Each entry that appears below should be restated exactly as it is.

(Region pointing data)
★ ★ ★

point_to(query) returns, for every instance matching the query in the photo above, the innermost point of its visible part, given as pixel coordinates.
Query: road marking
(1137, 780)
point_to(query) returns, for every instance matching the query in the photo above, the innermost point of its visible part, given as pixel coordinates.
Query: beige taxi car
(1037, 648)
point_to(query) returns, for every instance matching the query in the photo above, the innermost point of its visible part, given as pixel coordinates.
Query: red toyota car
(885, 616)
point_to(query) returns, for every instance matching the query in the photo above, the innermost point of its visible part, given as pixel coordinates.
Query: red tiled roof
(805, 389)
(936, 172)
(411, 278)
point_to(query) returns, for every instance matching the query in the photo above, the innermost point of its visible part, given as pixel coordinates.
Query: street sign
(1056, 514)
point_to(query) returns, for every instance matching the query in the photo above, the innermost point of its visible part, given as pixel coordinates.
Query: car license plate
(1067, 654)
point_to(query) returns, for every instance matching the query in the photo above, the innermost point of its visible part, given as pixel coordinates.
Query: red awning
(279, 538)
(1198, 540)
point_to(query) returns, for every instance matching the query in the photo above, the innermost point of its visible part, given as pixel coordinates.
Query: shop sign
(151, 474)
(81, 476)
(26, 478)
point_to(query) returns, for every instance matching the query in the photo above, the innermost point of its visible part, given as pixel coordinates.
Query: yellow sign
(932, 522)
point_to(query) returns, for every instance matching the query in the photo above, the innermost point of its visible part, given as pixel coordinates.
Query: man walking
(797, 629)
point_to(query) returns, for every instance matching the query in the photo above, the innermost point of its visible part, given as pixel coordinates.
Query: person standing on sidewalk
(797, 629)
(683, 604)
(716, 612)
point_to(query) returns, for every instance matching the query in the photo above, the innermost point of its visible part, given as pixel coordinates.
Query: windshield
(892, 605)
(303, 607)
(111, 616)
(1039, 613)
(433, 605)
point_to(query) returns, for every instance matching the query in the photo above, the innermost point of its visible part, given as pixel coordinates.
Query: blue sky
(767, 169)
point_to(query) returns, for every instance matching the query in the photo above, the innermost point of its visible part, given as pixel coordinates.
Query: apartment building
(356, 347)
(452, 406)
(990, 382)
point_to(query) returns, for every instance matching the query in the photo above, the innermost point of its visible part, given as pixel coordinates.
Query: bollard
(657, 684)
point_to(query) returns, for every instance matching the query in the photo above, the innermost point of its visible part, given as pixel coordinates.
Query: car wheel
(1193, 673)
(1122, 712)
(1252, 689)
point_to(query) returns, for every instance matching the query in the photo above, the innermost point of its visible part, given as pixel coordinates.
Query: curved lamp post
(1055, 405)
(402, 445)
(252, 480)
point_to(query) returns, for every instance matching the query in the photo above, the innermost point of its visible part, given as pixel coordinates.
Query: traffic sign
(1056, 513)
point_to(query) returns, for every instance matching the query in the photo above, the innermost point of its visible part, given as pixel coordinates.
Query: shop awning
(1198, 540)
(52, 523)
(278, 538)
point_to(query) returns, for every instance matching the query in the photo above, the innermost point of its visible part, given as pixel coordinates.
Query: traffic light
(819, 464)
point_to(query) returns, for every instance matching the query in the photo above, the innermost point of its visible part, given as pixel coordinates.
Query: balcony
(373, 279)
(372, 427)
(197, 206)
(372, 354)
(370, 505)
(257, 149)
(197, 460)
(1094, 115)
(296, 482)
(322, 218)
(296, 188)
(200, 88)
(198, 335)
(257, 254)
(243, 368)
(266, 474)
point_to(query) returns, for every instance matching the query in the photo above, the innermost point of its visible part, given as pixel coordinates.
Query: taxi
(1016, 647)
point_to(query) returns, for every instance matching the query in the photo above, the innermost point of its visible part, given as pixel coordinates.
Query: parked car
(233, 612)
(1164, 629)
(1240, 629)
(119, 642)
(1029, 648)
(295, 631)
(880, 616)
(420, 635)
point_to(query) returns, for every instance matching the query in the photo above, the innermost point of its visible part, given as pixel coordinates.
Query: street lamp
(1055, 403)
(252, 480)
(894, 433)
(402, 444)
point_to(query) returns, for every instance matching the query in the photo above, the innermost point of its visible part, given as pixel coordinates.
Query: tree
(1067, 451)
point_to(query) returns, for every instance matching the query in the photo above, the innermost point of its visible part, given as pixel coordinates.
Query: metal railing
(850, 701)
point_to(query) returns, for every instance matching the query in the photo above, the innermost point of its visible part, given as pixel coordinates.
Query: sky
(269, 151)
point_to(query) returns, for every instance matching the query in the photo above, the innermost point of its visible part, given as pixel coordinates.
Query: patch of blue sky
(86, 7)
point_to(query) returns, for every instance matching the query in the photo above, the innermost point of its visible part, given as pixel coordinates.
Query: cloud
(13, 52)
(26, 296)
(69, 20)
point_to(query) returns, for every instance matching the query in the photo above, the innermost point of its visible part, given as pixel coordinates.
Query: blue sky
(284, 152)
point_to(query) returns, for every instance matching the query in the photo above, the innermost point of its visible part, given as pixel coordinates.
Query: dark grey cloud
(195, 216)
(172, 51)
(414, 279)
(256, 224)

★ ★ ★

Result:
point_to(query) returns, for every instance matching the query in the photo above, the innermost point of its visible part, given as pixel coordinates.
Query: road marking
(1137, 780)
point_to(query) returns, for every instance matching the query in the photo above, the innermost point of its visible part, given as pixel coordinates.
Query: beige taxi car
(1037, 648)
point_to(query) returns, for every instance matching the query in the photo above, the innermost point of its visible part, given as pixel coordinates.
Query: red toyota car
(885, 616)
point_to(query) returns, for every instance matching the query in the photo above, the innermost point of its visible part, given as pixel coordinates.
Query: red tiled roof
(805, 389)
(936, 172)
(411, 278)
point_to(query) returns, for every instance matching the query in the photo above, the innermost point of its visible part, given as pixel coordinates.
Query: street sign
(1056, 514)
point_to(query) returns, for every instance matching the query in the photo above, the innermost point of its visible part, given as pixel coordinates.
Query: car license plate
(1067, 654)
point_to(query) returns, for every instance matching the query in the photo above, the innermost point of its visible part, given as pixel coordinates.
Query: red awning
(279, 538)
(1198, 540)
point_to(query) returns, for every instance matching the query in the photo above, the innermost point of its visible part, given as pixel coordinates.
Query: shop sign
(151, 474)
(81, 476)
(26, 478)
point_to(query) returns, for every instance matching the query in the photo above, the innermost point of its visible part, given as pixel coordinates.
Query: yellow sign
(932, 522)
point_to(query) returns, for every instance matching the query in the photo above, the innermost point of its visible part, given as pixel coordinates.
Query: man walking
(797, 629)
point_to(query) returns, for every instance matching the query in the photo above, the innermost point of its visible part, given as pixel coordinates.
Query: person standing on sidewalk
(797, 629)
(683, 604)
(716, 612)
point_to(query) returns, for every instance matching the query in the photo above, the innermost point of its visible part, given as pixel coordinates.
Query: windshield
(892, 605)
(303, 607)
(111, 616)
(1039, 613)
(433, 605)
point_to(query) returns, for every instance matching the query in the photo above, the innermost point of its visible part, given as pixel coordinates.
Query: blue sky
(767, 169)
point_to(query) returns, for every instance matching the query in the photo above, the innermost point of its visible part, given as pixel coordinates.
Query: apartment building
(356, 347)
(452, 406)
(990, 382)
point_to(query) returns, for every instance matching the query in the photo above, the innermost point of its visible part, given as pixel coordinates.
Query: bollard
(657, 684)
point_to(query) returns, for every instance matching the query in the photo above, the innermost point of its visible part, given as pixel coordinates.
Query: car wheel
(1193, 673)
(1122, 712)
(1252, 689)
point_to(query) returns, for every instance matching the query in the photo above, the innermost point of its visible part, given as pixel coordinates.
Query: curved lamp post
(1055, 405)
(402, 445)
(252, 480)
point_to(query) returns, for every instance matching the query in the photo above, the innermost point of its visible part, given as pixel coordinates.
Query: traffic sign
(1056, 513)
point_to(query) returns, for every instance matching the query in the photo above, the innermost point of its visible part, given as pixel coordinates.
Query: shop awning
(1198, 540)
(52, 523)
(278, 538)
point_to(query) returns, for every instance matching the query in the photo above, the innermost point of its visible part, given as pixel coordinates.
Query: traffic light
(819, 464)
point_to(query) returns, for every instance matching the query in the photo above, the innermost point of its visible part, given as pixel coordinates.
Query: balcony
(373, 279)
(372, 427)
(197, 206)
(372, 354)
(370, 505)
(257, 149)
(197, 460)
(1094, 115)
(296, 482)
(322, 218)
(296, 188)
(200, 88)
(198, 335)
(257, 254)
(243, 368)
(266, 474)
point_to(query) returns, for every instance matching the query in the photo above, the innermost point of its visible part, given as pixel coordinates.
Query: taxi
(1016, 647)
point_to(query) returns, for every instance matching the query in the photo above, the innermost point of its visible part, given as pixel coordinates.
Query: parked car
(233, 612)
(1164, 629)
(1240, 629)
(119, 642)
(1029, 648)
(295, 631)
(880, 616)
(420, 635)
point_to(query) returns, for every instance matching the query in the photo above, the innermost point of its visible part, given as pixel coordinates.
Query: street lamp
(1055, 403)
(252, 480)
(894, 433)
(402, 444)
point_to(query) returns, for every instance matching the query in the photo above, the innermost point of its visible part, given as pixel coordinates.
Query: tree
(1067, 451)
point_to(query) returns, for every instance matching the query in the photo above, the innermost point of its visible part, given as pixel coordinates.
Query: metal railing
(850, 701)
point_to(query) returns, for every instance matching the query in the photo above, the innermost point of its visible part, given as pixel coordinates.
Query: sky
(269, 151)
point_to(query) returns, for every instance matching the query in the photo above, the innermost point of its visible part, given as pixel coordinates.
Query: patch of blue sky
(86, 7)
point_to(query) returns, for every instance matching the query in the photo above, the innermost point of its visible part, given as pixel coordinates.
Query: cloud
(13, 52)
(26, 296)
(69, 20)
point_to(query) returns, for every instance matching the query in the photo above, the innermost point of its visible part, given as pixel coordinates.
Query: blue sky
(284, 152)
point_to(query) returns, for every instance matching the query in the photo above, the innermost point of its visible part, given as pixel coordinates.
Query: dark grey cloud
(195, 216)
(172, 51)
(414, 279)
(256, 224)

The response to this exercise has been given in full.